Of course, the implementation of shuffling procedures in the Blackjack game will require more advanced consideration of the queue of decks in order to avoid reshuffling in the middle of an ongoing round. For example, if a casino has a queue of 10 shuffled decks, and the first deck only has 3 cards left after a round of Blackjack, it may be wise to continue to the second deck in queue at the start of the next round of Blackjack. Similarly, in computer experiments, if the shuffled deck only has 3 cards left after a round of Blackjack, it may be wise to re-shuffle the deck before start of the next round of Blackjack. With such a procedure, we can hope to shuffle the deck frequently enough between rounds so that we never have to shuffle the deck during an ongoing round.

Without getting into an explicit calculation, an infinite number of decks would be prohibitive of any effective card counting memory. Somehow, the Blackjack games are more fair if we can approximate an infinite queue of decks—of course we cannot and do not want to shuffle the deck during any ongoing round, so the best we can do is shuffle the deck prior to every round in order to maximally mitigate the utility of card counting strategies. In a seemingly unrelated but importantly implicated note, the number of Blackjack players in addition to the dealer in a given round of Blackjack may be an interesting variable to investigate the impact of both card counting strategies and also the status of the deck during any ongoing round of Blackjack. Players near the bottom of the dealing order may have slightly different strategies based on how many players are in a given round and also how frequently the deck is shuffled between rounds.

**(Blackjack is understood to be a solved game, my thesis only hoped to explore the specific application of the Markov process as a solution to be optimized in a game-theoretical sense. But beyond the performance of any specific algorithm, I still wonder what is the basis of the dealer’s advantage in Blackjack. Now, I admit, I may want to return to the Markov player experiments in a future volume to include a card counting memory in some experiments and prohibit card counting memory in others. I am inclined to believe this may help interested individuals, myself included, to develop an understanding of what the basis of the dealers advantage is in Blackjack.)

***A search on the internet for sources about the degree to which Blackjack is a solved game may yield varied results. In my recent experience, there are sources that describe that there is an optimal pure strategy for the game of Blackjack, making it a solved game. Research from my thesis at UCLA did not consider the development of pure strategies as final solutions, and I am of the belief that this may be a compelling experimental goal and potentially insightful process to study in the future.

Results quoted from the aforementioned research concerning Game Theoretical Markov Processes are interesting, but today I am more interested in why and how the dovetail shuffle may find success in creating a fair pitch, which happens to be a foundation for the dealer’s potential advantage in Blackjack. When shuffling the deck after every round, if a riffle shuffle can approximately reproduce the deck as a uniform sample from one of the 52! permutations of itself, this is the best approximation to having an infinite number of decks in queue, where each deck is a uniform random sample of one of the 52! permutations of the symmetric group of order 52. To my understanding, such an arrangement is the maximally fair setup for a series of Blackjack card games, as player’s strategy performance is minimally dependent on the status of the deck as it is shuffled.

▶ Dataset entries
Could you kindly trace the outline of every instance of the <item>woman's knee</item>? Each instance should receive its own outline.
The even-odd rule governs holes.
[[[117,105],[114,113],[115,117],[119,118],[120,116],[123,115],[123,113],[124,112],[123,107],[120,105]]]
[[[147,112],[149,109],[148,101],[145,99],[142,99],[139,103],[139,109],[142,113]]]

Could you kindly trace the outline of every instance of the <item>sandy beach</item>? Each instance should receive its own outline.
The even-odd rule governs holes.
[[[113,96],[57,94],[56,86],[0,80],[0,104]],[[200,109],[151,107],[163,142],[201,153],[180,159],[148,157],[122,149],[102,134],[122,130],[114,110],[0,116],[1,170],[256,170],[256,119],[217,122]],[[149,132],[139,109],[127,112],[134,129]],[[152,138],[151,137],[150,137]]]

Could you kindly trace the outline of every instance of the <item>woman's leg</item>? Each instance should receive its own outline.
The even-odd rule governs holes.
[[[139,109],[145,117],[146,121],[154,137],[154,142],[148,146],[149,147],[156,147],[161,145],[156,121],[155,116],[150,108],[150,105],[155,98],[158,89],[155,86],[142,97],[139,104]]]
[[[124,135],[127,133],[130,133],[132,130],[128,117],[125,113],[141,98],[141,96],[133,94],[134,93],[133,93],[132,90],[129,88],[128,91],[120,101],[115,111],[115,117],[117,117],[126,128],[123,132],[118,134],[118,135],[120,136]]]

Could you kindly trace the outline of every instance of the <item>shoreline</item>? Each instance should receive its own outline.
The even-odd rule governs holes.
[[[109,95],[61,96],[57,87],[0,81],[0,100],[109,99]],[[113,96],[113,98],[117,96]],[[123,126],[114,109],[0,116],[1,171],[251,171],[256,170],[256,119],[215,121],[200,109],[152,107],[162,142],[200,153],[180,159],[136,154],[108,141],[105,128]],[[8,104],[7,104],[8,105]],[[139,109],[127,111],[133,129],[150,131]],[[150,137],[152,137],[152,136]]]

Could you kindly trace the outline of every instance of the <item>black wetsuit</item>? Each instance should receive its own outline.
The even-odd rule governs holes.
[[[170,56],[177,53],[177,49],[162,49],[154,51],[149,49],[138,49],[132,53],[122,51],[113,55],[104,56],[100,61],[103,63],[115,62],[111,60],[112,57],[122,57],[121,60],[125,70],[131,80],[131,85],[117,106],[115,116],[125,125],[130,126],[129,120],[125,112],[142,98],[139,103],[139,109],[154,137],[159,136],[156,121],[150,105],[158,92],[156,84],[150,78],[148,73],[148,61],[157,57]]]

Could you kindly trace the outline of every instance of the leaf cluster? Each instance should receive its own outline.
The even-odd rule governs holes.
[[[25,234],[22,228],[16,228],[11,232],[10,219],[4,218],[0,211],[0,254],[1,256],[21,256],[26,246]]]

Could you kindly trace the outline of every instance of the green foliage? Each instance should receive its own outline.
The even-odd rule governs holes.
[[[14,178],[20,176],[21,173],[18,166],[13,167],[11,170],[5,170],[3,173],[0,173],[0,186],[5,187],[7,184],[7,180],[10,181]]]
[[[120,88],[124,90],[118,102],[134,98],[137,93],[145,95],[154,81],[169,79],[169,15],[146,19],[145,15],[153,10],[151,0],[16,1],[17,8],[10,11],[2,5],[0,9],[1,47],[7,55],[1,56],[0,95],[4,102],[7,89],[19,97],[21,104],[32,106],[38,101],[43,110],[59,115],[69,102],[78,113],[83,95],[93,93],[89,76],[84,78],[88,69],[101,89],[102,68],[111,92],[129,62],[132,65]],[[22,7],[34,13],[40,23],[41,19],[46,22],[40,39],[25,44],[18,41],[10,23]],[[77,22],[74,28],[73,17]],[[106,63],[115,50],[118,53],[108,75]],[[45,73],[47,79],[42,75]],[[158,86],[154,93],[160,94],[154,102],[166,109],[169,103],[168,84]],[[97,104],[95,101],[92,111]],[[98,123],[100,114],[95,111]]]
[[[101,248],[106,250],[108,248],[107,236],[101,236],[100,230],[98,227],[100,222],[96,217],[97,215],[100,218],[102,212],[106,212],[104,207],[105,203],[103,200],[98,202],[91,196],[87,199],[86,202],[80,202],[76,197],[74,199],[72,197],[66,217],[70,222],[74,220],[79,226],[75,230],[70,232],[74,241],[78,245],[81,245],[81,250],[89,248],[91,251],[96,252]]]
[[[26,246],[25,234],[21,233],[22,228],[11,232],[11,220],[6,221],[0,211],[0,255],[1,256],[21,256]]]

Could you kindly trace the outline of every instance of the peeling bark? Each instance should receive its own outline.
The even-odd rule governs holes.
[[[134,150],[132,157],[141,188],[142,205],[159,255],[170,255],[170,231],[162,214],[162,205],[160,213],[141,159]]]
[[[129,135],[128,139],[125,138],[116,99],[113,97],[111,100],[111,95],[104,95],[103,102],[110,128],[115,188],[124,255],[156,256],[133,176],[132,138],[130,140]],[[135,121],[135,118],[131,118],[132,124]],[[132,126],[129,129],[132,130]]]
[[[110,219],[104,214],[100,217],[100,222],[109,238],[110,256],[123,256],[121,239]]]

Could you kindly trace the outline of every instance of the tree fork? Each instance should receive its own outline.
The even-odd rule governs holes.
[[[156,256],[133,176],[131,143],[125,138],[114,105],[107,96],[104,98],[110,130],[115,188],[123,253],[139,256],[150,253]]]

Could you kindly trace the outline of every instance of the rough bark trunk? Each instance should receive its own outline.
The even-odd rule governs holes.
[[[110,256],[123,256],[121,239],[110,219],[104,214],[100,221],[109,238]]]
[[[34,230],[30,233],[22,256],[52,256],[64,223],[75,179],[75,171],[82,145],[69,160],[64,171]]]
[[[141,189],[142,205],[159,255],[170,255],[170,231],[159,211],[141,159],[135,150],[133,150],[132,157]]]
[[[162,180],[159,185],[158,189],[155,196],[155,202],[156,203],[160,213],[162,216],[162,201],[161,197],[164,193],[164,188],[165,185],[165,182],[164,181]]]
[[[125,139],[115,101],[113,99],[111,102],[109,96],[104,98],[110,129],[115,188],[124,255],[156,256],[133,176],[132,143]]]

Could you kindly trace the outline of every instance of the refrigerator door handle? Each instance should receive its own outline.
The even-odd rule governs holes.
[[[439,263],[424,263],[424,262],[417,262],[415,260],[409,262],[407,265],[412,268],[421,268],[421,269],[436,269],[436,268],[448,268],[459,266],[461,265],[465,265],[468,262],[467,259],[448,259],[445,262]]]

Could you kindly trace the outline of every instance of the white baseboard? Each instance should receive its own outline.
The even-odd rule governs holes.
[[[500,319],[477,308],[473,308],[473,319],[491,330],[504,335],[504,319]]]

▶ Required work
(A) List each distinct number written with digits in the text on Blackjack shuffling, treating the factorial 52! as its own entry.
(B) According to the text on Blackjack shuffling, what is the best that can be done to approximate an infinite queue of decks?

▶ The responses
(A) 10; 3; 52!; 52

(B) Shuffle the deck prior to every round.